Stored data:
========================================
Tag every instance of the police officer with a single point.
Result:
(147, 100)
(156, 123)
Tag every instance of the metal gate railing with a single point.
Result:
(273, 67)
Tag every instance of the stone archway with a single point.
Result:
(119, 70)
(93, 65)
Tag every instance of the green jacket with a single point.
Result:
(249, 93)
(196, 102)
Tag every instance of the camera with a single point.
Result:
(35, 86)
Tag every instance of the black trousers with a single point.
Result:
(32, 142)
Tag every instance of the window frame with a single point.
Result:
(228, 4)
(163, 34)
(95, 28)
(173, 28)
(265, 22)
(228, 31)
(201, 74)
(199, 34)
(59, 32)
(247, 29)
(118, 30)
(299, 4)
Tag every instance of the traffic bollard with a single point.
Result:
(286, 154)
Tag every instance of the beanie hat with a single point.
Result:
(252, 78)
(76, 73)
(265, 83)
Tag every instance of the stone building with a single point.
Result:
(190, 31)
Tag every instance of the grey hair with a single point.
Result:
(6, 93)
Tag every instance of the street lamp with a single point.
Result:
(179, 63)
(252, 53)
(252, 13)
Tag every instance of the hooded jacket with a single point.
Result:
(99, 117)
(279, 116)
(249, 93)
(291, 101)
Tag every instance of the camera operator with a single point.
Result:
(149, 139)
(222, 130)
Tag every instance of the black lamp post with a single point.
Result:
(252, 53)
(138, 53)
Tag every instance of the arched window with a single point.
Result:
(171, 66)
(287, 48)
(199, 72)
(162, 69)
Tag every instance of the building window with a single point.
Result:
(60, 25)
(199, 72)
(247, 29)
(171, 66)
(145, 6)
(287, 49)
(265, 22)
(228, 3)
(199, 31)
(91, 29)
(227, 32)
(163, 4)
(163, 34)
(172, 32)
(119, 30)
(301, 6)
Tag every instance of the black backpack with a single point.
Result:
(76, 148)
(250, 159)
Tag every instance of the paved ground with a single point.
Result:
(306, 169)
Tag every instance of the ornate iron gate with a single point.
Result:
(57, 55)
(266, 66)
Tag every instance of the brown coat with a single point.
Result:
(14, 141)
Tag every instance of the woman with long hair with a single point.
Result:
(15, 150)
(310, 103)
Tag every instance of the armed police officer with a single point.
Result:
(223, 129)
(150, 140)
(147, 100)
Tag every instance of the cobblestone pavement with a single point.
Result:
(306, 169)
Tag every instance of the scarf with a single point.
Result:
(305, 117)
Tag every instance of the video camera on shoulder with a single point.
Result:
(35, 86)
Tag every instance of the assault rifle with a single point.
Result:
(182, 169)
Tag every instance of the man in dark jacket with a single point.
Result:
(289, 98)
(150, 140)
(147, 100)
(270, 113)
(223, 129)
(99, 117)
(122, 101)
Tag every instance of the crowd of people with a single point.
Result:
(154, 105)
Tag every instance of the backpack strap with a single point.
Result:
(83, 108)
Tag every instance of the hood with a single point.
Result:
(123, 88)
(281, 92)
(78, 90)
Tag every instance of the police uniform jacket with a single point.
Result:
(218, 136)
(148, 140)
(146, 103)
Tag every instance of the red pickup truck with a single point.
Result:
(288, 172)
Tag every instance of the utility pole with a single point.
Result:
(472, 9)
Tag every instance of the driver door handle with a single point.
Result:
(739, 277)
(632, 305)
========================================
Aim of the exercise: Every line above that has the string "window" needs to be copied.

Task output:
Tag every instance of the window frame with a single point.
Tag every instance of the arched window with a single point.
Tag every instance of the building window with a single point.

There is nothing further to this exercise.